Exercise description: Scan the records below for the line containing "box: [886, 555, 924, 604]" and the line containing "negative clicks: (887, 547)". Copy both, plus every line between, exactly.

Extracted entries:
[Start of Attachment]

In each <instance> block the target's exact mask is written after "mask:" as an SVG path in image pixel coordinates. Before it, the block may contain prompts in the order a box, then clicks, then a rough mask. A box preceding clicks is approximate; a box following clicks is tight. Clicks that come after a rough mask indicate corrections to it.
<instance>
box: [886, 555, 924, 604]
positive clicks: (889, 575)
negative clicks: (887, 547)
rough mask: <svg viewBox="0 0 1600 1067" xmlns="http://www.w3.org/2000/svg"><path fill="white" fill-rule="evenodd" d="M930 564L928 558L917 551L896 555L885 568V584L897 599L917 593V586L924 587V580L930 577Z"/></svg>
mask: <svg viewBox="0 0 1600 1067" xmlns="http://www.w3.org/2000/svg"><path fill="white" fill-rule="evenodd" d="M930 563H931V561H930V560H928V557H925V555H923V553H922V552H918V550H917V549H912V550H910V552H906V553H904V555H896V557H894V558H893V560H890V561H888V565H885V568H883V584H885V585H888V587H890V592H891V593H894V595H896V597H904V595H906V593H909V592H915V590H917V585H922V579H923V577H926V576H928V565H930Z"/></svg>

[End of Attachment]

Solution to this problem:
box: [886, 555, 924, 604]
positive clicks: (889, 575)
negative clicks: (887, 547)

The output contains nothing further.